About this exercise | This task requires every entry to be set down again exactly.

Provided data |
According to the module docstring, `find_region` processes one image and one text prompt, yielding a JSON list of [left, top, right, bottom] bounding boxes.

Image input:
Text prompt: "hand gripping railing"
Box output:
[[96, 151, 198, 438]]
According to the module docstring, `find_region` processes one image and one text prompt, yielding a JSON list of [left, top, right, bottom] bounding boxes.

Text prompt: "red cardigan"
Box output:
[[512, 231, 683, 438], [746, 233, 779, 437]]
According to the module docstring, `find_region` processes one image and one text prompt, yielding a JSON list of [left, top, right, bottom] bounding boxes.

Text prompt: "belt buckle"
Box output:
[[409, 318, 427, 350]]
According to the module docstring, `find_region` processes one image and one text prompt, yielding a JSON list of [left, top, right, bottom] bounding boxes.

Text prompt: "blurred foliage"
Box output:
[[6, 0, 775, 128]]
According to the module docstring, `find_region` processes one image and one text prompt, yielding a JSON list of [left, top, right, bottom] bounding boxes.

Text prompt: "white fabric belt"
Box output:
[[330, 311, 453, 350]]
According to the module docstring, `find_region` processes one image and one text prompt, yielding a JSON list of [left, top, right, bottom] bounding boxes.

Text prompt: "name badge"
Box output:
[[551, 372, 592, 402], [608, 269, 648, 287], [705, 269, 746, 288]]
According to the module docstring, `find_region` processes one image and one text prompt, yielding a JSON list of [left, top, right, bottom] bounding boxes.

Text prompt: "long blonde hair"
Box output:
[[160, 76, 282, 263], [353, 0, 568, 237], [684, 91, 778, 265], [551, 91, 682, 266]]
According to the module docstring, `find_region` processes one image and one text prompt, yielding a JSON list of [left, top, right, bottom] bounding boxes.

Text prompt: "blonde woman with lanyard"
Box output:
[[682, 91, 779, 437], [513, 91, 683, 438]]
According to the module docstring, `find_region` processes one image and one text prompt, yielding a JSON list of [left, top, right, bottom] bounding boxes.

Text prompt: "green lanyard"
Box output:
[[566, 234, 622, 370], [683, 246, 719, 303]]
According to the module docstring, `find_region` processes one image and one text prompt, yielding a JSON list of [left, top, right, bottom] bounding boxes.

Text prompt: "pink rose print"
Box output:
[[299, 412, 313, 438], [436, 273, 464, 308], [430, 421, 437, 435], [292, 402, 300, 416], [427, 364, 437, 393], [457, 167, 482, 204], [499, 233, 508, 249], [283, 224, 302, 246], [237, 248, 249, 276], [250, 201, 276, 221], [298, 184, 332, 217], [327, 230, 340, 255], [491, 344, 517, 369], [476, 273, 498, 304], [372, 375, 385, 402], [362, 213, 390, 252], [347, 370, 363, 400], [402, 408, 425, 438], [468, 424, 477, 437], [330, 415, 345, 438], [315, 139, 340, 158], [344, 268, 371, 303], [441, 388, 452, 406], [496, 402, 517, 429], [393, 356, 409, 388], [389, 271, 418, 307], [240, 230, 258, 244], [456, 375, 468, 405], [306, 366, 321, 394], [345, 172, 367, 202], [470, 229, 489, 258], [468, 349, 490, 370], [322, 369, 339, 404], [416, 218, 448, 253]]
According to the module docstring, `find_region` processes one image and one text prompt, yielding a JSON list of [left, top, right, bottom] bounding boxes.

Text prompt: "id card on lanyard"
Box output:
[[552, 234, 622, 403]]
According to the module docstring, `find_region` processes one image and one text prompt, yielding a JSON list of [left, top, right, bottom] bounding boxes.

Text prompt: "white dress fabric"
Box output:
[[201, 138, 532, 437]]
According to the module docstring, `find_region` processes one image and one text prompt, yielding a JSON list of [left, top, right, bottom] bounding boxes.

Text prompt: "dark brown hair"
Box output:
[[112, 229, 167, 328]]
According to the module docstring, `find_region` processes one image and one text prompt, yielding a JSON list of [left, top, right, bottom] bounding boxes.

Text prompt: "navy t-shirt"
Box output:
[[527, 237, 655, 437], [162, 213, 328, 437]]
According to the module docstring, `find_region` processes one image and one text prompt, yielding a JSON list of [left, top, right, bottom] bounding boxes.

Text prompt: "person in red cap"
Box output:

Result of the exercise |
According to the module docstring, `find_region` processes one image and one text prompt, yielding a JSON list of [left, top, right, bottom] bounding boxes.

Image input:
Text prompt: "hand gripping railing"
Box output:
[[96, 151, 198, 438]]
According to the module docstring, `find_region` processes one image and one text prompt, yielding a JSON list of [left, top, right, bottom] bounding boxes.

Text prompt: "red cardigan"
Box output:
[[512, 231, 683, 438], [746, 233, 779, 437]]
According to the module docstring, `find_region` processes one image and one text prompt, yielding a JSON list of [left, top, right, bottom] bounding boxes.

Text prompt: "belt buckle"
Box output:
[[409, 318, 427, 350]]
According to the module docstring, `find_region` processes one image and one text prompt, yielding a JSON list of [left, top, right, bottom] bounding boxes.

Text prompt: "blurred foliage"
Box output:
[[6, 0, 775, 128]]
According to the module docstring, `find_region` processes one image and one text prompt, yielding a JSON list of [left, top, right, bottom] bounding boxes.

Text prompt: "white fabric belt"
Box output:
[[330, 311, 453, 350]]
According to the module docstring, `find_region` processes one image and one text prompt, yielding a JSON list of [left, top, right, bottom] bounding boxes.

Text prompt: "name badge"
Box output:
[[551, 372, 592, 402], [608, 269, 648, 287], [705, 269, 746, 288]]
According to the module docstring, `find_region` processes one image and one text prompt, yielding a JSON list of [left, top, right, bottom] bounding boxes.

Text prompt: "long blonde hair"
Box output:
[[160, 76, 282, 263], [353, 0, 568, 237], [684, 91, 778, 265], [551, 91, 682, 266]]
According to the module docstring, `find_region` processes one image and one text prompt, yielding a JSON list of [left, top, right, bottom] bounding boxes.

Text prompt: "blonde woman with lanyard"
Box output:
[[682, 91, 779, 437], [513, 91, 683, 438]]
According to the module docstring, `find_region` processes one image and one text prompt, yielding a JSON list of [left, top, right, bottom] bounding boxes.

Text prompt: "green lanyard"
Box output:
[[566, 234, 622, 370], [683, 246, 719, 303]]
According to the module docstring, `find_region` processes one image and one text prompt, yielding a JSON list of [left, top, right, bottom] bounding boxes.

Text prompt: "pink rose print"
Box output:
[[299, 412, 313, 438], [436, 273, 464, 308], [430, 421, 437, 435], [292, 402, 300, 416], [427, 364, 437, 393], [457, 167, 482, 204], [499, 233, 508, 249], [283, 224, 302, 246], [237, 248, 249, 276], [250, 201, 276, 221], [298, 184, 332, 217], [327, 230, 340, 255], [491, 344, 517, 369], [476, 273, 498, 304], [372, 375, 385, 402], [362, 213, 390, 252], [347, 370, 363, 400], [402, 408, 425, 438], [468, 424, 477, 437], [330, 415, 345, 438], [315, 139, 340, 158], [344, 268, 371, 303], [441, 388, 452, 406], [496, 402, 517, 429], [393, 356, 409, 388], [389, 271, 418, 307], [240, 230, 258, 244], [456, 375, 468, 405], [306, 366, 321, 394], [345, 172, 367, 202], [470, 229, 489, 258], [468, 349, 490, 370], [322, 369, 339, 404], [416, 218, 448, 253]]
According to the module docstring, `find_region` processes one image and one text prompt, yielding a JSON list of [left, top, right, bottom] bounding boxes.

Text prompt: "id card on lanyard"
Box output:
[[552, 234, 622, 403]]
According to the module docstring, `find_region` processes one image and one text prompt, yielding a JSON list of [left, top, right, bottom] bounding boxes.

Text prompt: "white dress fabric"
Box output:
[[201, 138, 532, 437]]
According to the module docstring, `find_region` processes one image and one text prompt, yielding a JSON list of [left, top, right, bottom] bounding boxes.

Text prompt: "dark brown hair"
Box output:
[[112, 229, 167, 328]]
According to the module docstring, `find_region` processes one image and one text prompt, yielding a JSON list of [left, top, right, bottom] bounding boxes.

Text prompt: "navy t-shirt"
Box output:
[[527, 237, 655, 437], [162, 213, 328, 437]]
According to the module docstring, `find_region` processes one image and one text prompt, yielding a JSON list of [left, top, right, bottom] bounding boxes.

Text prompt: "person in red cap"
Box output:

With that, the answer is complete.